AIM OF THE TASK -> Retype the records below word for word and omit any image.

MATERIAL TO PROCESS ->
---+---

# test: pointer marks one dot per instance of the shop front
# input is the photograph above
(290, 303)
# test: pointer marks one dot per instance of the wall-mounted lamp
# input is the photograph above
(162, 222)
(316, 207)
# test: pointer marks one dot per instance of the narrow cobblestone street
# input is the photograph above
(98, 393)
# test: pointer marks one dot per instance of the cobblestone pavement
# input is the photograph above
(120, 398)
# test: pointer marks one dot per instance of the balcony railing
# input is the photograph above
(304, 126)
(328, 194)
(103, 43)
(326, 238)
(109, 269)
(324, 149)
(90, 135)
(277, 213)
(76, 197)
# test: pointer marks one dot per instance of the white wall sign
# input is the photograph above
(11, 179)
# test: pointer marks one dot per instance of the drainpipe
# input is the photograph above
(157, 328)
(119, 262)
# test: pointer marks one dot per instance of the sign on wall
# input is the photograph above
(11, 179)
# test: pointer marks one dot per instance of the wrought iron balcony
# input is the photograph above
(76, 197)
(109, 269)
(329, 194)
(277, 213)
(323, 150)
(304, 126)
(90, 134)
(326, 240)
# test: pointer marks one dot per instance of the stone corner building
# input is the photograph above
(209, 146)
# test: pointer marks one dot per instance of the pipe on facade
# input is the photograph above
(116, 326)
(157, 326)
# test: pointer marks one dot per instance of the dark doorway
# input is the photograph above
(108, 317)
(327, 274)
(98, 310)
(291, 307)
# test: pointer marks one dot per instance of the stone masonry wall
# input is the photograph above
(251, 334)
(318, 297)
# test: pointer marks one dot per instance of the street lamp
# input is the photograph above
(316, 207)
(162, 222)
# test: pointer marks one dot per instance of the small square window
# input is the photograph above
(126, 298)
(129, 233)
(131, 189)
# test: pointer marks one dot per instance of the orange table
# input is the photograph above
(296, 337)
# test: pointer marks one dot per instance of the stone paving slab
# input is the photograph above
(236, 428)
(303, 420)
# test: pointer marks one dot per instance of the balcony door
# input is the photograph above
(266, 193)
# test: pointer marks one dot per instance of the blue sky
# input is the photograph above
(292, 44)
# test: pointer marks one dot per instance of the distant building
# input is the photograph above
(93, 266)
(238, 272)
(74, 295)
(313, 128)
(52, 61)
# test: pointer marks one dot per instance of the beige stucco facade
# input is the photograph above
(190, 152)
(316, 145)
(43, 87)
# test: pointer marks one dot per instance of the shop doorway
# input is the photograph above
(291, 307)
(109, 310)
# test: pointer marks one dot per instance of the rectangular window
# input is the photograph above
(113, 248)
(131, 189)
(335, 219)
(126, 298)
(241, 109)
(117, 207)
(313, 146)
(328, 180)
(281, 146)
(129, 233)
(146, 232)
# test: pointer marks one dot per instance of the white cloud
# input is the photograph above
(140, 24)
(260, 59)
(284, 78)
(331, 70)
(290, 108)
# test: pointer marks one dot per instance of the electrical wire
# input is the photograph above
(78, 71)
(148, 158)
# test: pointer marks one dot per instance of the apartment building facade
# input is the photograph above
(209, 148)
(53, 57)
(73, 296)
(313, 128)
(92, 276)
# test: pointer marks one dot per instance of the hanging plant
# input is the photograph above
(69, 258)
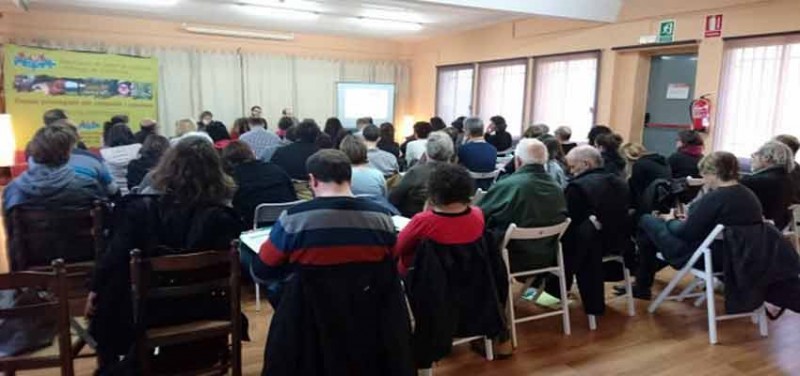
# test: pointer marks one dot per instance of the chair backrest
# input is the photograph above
(54, 308)
(518, 233)
(41, 235)
(267, 214)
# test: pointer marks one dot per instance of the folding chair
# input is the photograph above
(268, 213)
(59, 354)
(211, 273)
(709, 278)
(626, 278)
(515, 233)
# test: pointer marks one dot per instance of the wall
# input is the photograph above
(621, 93)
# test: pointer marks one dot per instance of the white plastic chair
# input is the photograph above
(626, 273)
(268, 213)
(516, 233)
(707, 277)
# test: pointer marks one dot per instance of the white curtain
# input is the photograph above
(760, 93)
(501, 91)
(564, 93)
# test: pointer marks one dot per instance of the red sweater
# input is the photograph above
(442, 228)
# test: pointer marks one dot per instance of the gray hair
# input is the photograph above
(473, 126)
(531, 151)
(439, 147)
(588, 154)
(776, 153)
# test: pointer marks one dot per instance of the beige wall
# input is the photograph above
(623, 76)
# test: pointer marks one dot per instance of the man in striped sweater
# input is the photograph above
(333, 228)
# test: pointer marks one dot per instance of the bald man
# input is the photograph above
(529, 198)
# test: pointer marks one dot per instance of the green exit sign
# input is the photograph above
(666, 31)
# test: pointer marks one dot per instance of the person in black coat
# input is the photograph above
(771, 182)
(153, 148)
(257, 182)
(690, 151)
(190, 216)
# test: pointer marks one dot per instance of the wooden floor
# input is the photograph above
(674, 341)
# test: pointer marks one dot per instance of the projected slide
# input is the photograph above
(357, 100)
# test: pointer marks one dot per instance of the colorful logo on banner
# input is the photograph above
(33, 61)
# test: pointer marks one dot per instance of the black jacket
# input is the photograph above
(773, 186)
(455, 291)
(346, 319)
(257, 183)
(757, 259)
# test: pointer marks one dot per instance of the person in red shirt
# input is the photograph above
(449, 219)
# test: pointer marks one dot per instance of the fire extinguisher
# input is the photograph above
(700, 111)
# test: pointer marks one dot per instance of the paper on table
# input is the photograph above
(255, 238)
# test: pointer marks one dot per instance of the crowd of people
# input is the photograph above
(199, 190)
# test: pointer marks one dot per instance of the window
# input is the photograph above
(502, 92)
(759, 94)
(564, 93)
(454, 92)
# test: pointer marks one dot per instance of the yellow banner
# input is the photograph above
(90, 87)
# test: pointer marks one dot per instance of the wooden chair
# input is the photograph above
(515, 233)
(145, 272)
(59, 354)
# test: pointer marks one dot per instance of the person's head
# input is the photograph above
(530, 151)
(51, 146)
(773, 154)
(563, 133)
(609, 142)
(473, 127)
(450, 184)
(459, 123)
(255, 111)
(236, 153)
(333, 126)
(184, 126)
(307, 131)
(499, 124)
(596, 131)
(329, 173)
(439, 147)
(437, 124)
(790, 141)
(241, 126)
(719, 168)
(154, 146)
(206, 117)
(54, 115)
(191, 172)
(120, 135)
(584, 158)
(371, 133)
(689, 138)
(387, 132)
(355, 149)
(422, 129)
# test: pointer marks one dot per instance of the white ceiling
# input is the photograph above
(340, 17)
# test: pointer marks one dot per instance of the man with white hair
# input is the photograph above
(529, 198)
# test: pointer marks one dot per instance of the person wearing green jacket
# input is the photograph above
(528, 198)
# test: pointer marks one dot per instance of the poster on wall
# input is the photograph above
(90, 87)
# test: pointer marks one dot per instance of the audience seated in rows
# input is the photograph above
(411, 193)
(477, 155)
(497, 135)
(772, 165)
(381, 160)
(257, 182)
(527, 198)
(189, 215)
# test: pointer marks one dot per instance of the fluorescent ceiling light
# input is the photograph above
(278, 13)
(376, 24)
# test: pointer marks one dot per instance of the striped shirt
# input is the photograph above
(330, 231)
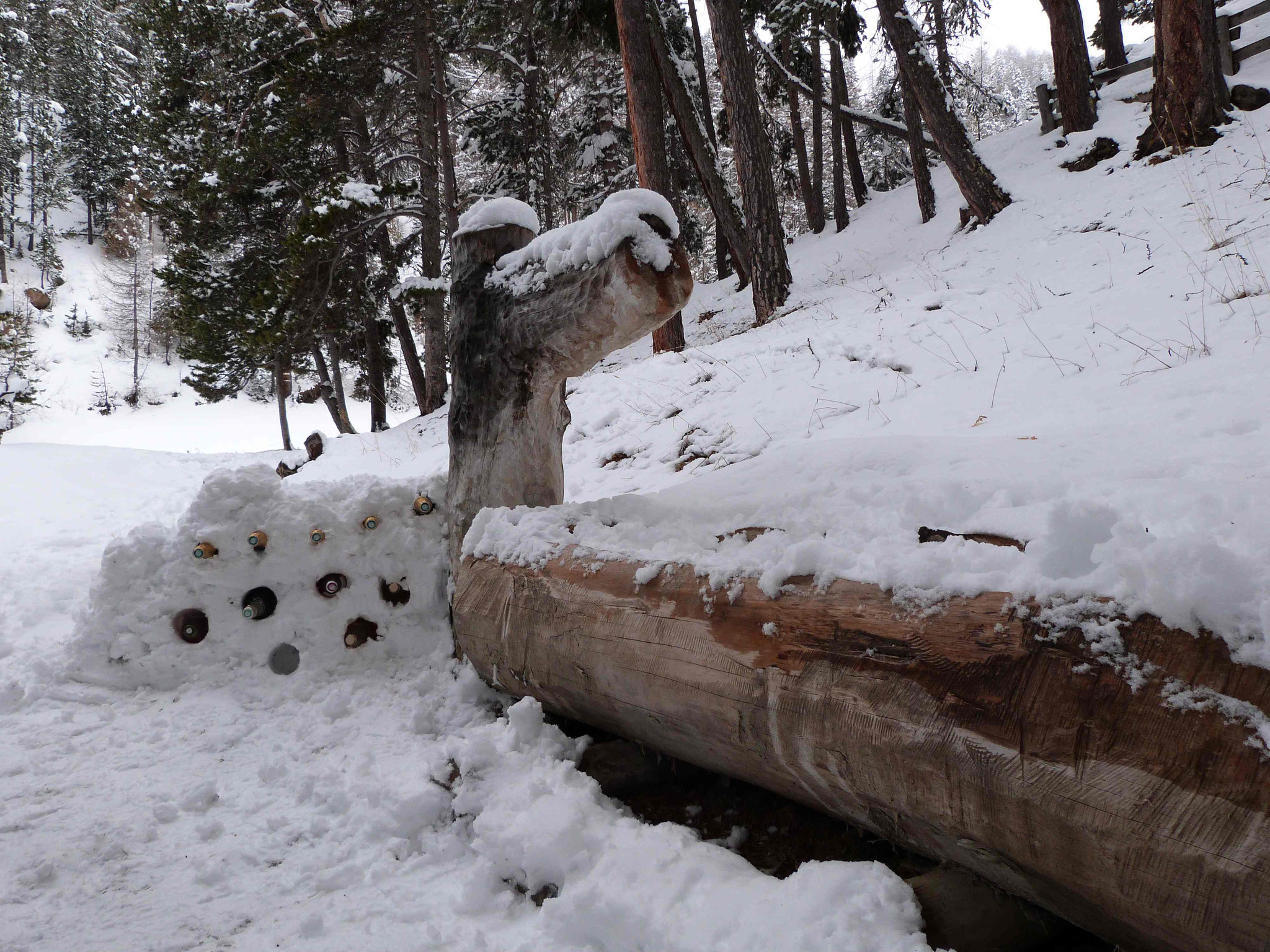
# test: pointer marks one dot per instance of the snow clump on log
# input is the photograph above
(587, 243)
(495, 213)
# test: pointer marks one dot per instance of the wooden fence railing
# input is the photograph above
(1227, 32)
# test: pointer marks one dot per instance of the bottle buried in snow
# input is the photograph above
(259, 603)
(190, 625)
(360, 631)
(332, 584)
(394, 592)
(285, 659)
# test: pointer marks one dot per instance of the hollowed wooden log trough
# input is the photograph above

---+---

ANSWER TO THE PROBLEM ->
# test: pointer marks one dot per instance of the shop front
# input is the photograph above
(290, 303)
# test: pointer marks one dot per instance of the wall-mounted lamp
# input is the photograph above
(162, 222)
(316, 207)
# test: pointer marks one dot per instance of the narrow cobblestone street
# input is the photograph above
(98, 393)
# test: pointer marks one dot per instance of the cobblestone pavement
# input is the photograph above
(120, 398)
# test: pointer marks one dot per instance of the balcony railing
# input is the photograph above
(304, 126)
(328, 194)
(103, 43)
(326, 238)
(109, 269)
(324, 149)
(90, 135)
(277, 213)
(76, 197)
# test: pointer marks one dot per instance of the white wall sign
# input is the photograph above
(11, 179)
# test: pointer marks one dot per instance of the drainpipe
# input is the photograph above
(157, 328)
(119, 262)
# test: pointer marks one dot per instance of the sign on wall
# input is the photograph above
(11, 179)
# test: pointer marks one dot per instance of the wrought iron balcony
# input is the photograph above
(76, 197)
(109, 269)
(329, 194)
(277, 213)
(323, 150)
(304, 126)
(90, 134)
(326, 240)
# test: pointer marks one dot per instance of the stone corner building
# input is the photograph above
(209, 146)
# test: pointer marks one dot per instance of the pipe on facade
# input is the photograph above
(116, 326)
(157, 326)
# test: pointer marks one dot per instance of the dark doorway
# input is the photograph above
(108, 317)
(327, 274)
(98, 310)
(291, 307)
# test: pointer marks one dot per instance of the stone masonry wall
# input is the photograph above
(251, 334)
(318, 297)
# test: pointer marks one dot per instance of the street lamp
# input is the photograph above
(316, 207)
(162, 222)
# test: pointer marks one dot per instance of the small square window
# input is the photograph above
(126, 298)
(129, 233)
(131, 189)
# test: pointer marks one dot per instance of the orange table
# input is the photograph above
(296, 337)
# test: pointer marks one dot per instance of the stone paving slab
# input is the photograph above
(236, 428)
(303, 420)
# test: pointer marks one dot per instance of the balcony door
# input is the photograph above
(266, 193)
# test: pointer marks one dot per instance of the blue sky
# input is the photograph above
(292, 44)
# test: pointer marks one dot per instance of the distant building
# input is the photograph above
(93, 266)
(238, 272)
(74, 295)
(313, 128)
(52, 61)
# test: pointer marks one dot per instance of the beige stucco facade
# input is the photograph above
(190, 152)
(316, 145)
(43, 87)
# test: pointer marks one dot per instance of the shop doorway
# input is the photograph above
(291, 307)
(109, 310)
# test: pointer marks one dot per instance of the rectangular window
# input is the photograph above
(113, 248)
(131, 189)
(335, 219)
(126, 298)
(241, 109)
(117, 207)
(313, 146)
(328, 180)
(281, 146)
(129, 233)
(146, 232)
# test: pointer marks one dot per instance of the white cloud
# input is the photograph above
(140, 24)
(260, 59)
(284, 78)
(331, 70)
(290, 108)
# test: pointer marks one dot per instance of the electrical wire
# input is the photograph above
(78, 71)
(148, 158)
# test: pointer marks one dot per instance of the apartment building facade
# input is the photograph above
(209, 148)
(53, 57)
(73, 296)
(313, 128)
(92, 276)
# test: pointer marks one dot per instance of the hanging plant
# input is the photograph above
(69, 258)
# test: pointer marks one dot per instance of the chair backrest
# input is the photograph above
(54, 308)
(518, 233)
(41, 235)
(267, 214)
# test: pointer marks one dot per instance of the folding chair
# input is the photograph above
(268, 213)
(59, 354)
(211, 273)
(709, 278)
(626, 278)
(515, 233)
# test: pointer marks one dot per instance of the wall
# input is the photograph above
(621, 93)
# test: pointer marks one dot per instance of the white plastic chair
# input is the photograph above
(626, 273)
(268, 213)
(516, 233)
(707, 277)
# test: pointer marks one dot per instance of the white curtain
# input is the photograph above
(760, 93)
(501, 91)
(564, 93)
# test: pointer marks one dot per instance of the red sweater
# input is the photograph above
(442, 228)
# test: pointer marks one dot per instance of the gray hair
# input is the photograph above
(473, 126)
(531, 151)
(439, 147)
(588, 154)
(776, 153)
# test: pointer marks one dot per instance of the beige wall
# input is the photograph above
(623, 76)
# test: pointer marks one dot per instance of the man in striped sweater
# input is the photograph above
(333, 228)
# test: pointer marks one dot per instance of the bald man
# input is the photograph above
(529, 198)
# test: pointer marks one dot per instance of the green exit sign
# input is the photograph above
(666, 31)
# test: pointer marks one dot per instance of the person in black coat
# input is the photograph above
(771, 182)
(153, 148)
(257, 182)
(690, 151)
(190, 216)
# test: pointer marks one dot per instance of the wooden floor
# input is the photograph above
(674, 341)
# test: pointer marks one dot per instance of the projected slide
# input is the photograph above
(357, 100)
# test: pointer marks one dot per instance of the colorful logo on banner
# input is the photograph above
(33, 61)
# test: pointer marks one dot per instance of the black jacket
# input is the photograph above
(773, 186)
(455, 291)
(346, 319)
(257, 183)
(757, 259)
# test: pointer marks one dot per instance of the person in red shirt
# input is the photograph above
(449, 219)
# test: pointer marks one dot per instance of the fire extinguisher
# input is the photograph above
(700, 111)
# test: pointer marks one dot per instance of the paper on table
# input is the photograph above
(255, 238)
# test: pointer marks one dot per instance of the crowd of people
# input is the photograph above
(199, 190)
# test: pointer marks one dot per instance of the window
# input is the photograph above
(502, 92)
(759, 94)
(564, 93)
(454, 92)
# test: pointer marks one dot per instance of the yellow banner
# input is the photograph above
(90, 87)
# test: pointer marks one dot per instance of the wooden chair
# input is the photograph above
(515, 233)
(145, 272)
(59, 354)
# test: pointer marks one dot per instance of the person's head
# input is the photograph above
(530, 151)
(51, 146)
(773, 154)
(563, 133)
(609, 142)
(473, 127)
(450, 184)
(459, 123)
(255, 111)
(236, 153)
(333, 126)
(184, 126)
(307, 131)
(499, 124)
(596, 131)
(329, 173)
(439, 147)
(437, 124)
(790, 141)
(241, 126)
(719, 168)
(154, 146)
(206, 117)
(54, 115)
(191, 172)
(120, 135)
(584, 158)
(371, 133)
(689, 138)
(387, 132)
(355, 149)
(422, 129)
# test: pointer marks one dot per instance of the white ceiling
# input is the photograph above
(340, 17)
# test: pointer marks one dot per instance of the man with white hair
# input is the photograph above
(529, 198)
# test: pointer marks one dot per instance of the person wearing green jacket
# input is the photograph above
(528, 198)
# test: pointer marks one dot per instance of the poster on wall
# input is the photograph above
(90, 87)
# test: pointer marks one dot per instance of the audience seated in rows
# input is the photograph above
(411, 193)
(477, 155)
(497, 135)
(772, 165)
(381, 160)
(257, 182)
(527, 198)
(189, 215)
# test: pointer marks one dot per instance of the fluorescent ceiling light
# input is the photograph above
(278, 13)
(376, 24)
# test: pointer marks one dot per instance of the striped shirt
# input is the photograph above
(330, 231)
# test: pointer marks one dot per instance of the snow clump on log
# input is the photograph above
(587, 243)
(495, 213)
# test: pointer marks one dot per instance of the wooden fence railing
# input is the photograph above
(1227, 32)
# test: pointer marks one dot per instance of the bottle buried in snow
# input is the photograph above
(259, 603)
(190, 625)
(360, 631)
(332, 584)
(394, 592)
(285, 659)
# test: pointer marks one dot per instance of the hollowed wooden log trough
# input is the photograph above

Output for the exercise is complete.